Vice President Joe Biden, speaking Tuesday at an event in Baltimore, said he was unsure whether there is enough support in the Senate for what would be the biggest change to federal gun laws in decades.
"We may not get it this week, but we will prevail," Biden said of the bill, which senators will vote on Wednesday. Sixty votes are needed to pass the measure.
Police closed city streets and increased security at nearby Penn Station in anticipation of Biden's arrival at an event to preview the University of Baltimore's new law center.
Biden said he considers Baltimore "the best city in America," cracked jokes, then turned solemn as he spoke about the bombings at the Boston Marathon on Monday and the shootings in December in Newtown, Conn., in which 26 people and the shooter died.
The vice president recounted painful conversations with the parents of children killed at Sandy Hook Elementary School, and praised Maryland for passing gun-control legislation, saying he hoped that Congress could follow the state's lead.
Biden expressed condolences to those who lost loved ones in the explosions in Boston.
Biden said the federal government does not yet have "all the data" on the bombings, but that it is using "every resource" to find out who is responsible.

### Dataset records
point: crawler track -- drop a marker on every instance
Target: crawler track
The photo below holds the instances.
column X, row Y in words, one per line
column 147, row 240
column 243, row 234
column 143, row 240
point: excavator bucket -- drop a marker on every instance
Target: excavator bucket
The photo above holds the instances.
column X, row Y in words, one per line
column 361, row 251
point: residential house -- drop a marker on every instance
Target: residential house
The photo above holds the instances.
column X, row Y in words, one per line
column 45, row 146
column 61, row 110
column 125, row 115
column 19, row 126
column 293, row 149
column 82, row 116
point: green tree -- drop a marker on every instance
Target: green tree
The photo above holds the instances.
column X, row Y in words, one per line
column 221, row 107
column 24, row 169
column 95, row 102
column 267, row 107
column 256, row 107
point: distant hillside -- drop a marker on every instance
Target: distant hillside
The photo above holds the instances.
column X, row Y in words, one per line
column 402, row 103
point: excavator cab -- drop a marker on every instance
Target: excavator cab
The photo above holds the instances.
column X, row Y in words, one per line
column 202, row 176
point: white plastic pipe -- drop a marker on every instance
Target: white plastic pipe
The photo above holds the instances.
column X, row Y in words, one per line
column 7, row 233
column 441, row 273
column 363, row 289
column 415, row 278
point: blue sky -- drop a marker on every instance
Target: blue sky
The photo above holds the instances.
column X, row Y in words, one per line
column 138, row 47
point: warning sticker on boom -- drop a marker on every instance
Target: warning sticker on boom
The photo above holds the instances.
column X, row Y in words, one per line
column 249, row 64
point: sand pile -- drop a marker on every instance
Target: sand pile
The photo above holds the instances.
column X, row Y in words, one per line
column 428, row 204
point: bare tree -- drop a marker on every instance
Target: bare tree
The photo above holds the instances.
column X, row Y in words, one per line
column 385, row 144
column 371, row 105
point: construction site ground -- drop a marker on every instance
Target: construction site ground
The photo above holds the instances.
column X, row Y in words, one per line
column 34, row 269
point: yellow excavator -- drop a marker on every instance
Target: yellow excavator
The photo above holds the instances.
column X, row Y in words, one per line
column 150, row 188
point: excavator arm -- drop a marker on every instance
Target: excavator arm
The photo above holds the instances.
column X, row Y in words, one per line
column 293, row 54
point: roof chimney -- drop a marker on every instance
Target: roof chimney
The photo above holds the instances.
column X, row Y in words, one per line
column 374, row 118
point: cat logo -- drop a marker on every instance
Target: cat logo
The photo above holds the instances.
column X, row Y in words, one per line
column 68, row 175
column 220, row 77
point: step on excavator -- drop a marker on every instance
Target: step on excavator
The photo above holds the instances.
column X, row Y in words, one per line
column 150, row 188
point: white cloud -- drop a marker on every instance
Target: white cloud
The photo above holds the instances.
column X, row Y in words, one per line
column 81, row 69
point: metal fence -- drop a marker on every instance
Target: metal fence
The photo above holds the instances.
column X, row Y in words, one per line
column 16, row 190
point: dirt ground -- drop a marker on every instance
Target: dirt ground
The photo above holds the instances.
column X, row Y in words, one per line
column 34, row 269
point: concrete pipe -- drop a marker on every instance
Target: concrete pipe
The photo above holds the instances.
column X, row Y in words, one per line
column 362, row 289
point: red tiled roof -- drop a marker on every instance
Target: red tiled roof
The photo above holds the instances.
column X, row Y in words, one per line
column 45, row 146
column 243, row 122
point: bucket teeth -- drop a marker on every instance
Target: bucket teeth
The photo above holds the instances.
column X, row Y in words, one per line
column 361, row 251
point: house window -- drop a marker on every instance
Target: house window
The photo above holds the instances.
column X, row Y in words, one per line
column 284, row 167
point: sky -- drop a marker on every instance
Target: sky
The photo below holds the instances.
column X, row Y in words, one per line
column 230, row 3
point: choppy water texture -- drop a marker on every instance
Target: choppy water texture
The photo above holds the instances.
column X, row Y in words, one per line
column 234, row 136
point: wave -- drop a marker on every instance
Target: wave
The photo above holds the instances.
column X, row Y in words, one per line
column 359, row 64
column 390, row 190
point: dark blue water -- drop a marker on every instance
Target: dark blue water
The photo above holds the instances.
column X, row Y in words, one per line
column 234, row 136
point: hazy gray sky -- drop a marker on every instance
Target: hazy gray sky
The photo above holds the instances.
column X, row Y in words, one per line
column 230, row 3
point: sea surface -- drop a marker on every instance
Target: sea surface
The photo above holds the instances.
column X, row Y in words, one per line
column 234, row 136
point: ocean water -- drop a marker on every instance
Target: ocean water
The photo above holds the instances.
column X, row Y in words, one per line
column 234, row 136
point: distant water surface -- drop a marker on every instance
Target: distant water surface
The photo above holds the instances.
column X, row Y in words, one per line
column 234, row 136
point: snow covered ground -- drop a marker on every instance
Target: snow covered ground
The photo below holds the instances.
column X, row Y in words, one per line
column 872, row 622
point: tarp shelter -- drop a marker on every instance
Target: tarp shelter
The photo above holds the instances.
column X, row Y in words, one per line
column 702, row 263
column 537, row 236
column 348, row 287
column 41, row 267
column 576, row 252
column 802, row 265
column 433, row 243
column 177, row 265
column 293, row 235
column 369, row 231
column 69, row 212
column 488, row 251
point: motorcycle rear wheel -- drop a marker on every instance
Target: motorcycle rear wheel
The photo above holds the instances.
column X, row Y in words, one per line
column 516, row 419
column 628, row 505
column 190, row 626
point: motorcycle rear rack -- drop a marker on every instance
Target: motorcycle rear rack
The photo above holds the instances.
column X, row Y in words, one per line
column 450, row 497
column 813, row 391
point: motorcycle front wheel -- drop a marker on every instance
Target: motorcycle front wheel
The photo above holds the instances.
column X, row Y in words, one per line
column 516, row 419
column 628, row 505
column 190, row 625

### Apply what you read
**a)** In the article on Biden's Baltimore remarks, how many votes are needed to pass the gun bill in the Senate?
**b)** Quote the article on Biden's Baltimore remarks word for word, everything from "Police closed city" down to "the shooter died.".
**c)** Continue the article on Biden's Baltimore remarks from its last sentence.

### Answers by item
**a)** Sixty votes are needed to pass the measure.

**b)**
Police closed city streets and increased security at nearby Penn Station in anticipation of Biden's arrival at an event to preview the University of Baltimore's new law center.
Biden said he considers Baltimore "the best city in America," cracked jokes, then turned solemn as he spoke about the bombings at the Boston Marathon on Monday and the shootings in December in Newtown, Conn., in which 26 people and the shooter died.

**c)**
"We will respond to those cowardly acts," he said. "We will find the perpetrators and bring them to justice."
Biden referred to reports of runners who crossed the finish line after the blasts, only to continue running to give blood at hospitals, and the acts of first responders, saying they represented the "extraordinary character of the people of America."
"That's the American character, that's stamped in our DNA," he said.
The university's new $114 million building, like the current law center, is named for the parents of Orioles principal owner Peter G. Angelos, an alumnus of the law school and donor of $15 million of the $22 million in private funding for the building. The rest of funding for the law center came from the state.
Biden spoke of the future attorneys the law school will graduate, and said they will work in an environment where public opinion on social issues such as same-sex marriage is rapidly shifting.
"Our laws evolve; they have to evolve to reflect the will of the American people," he said.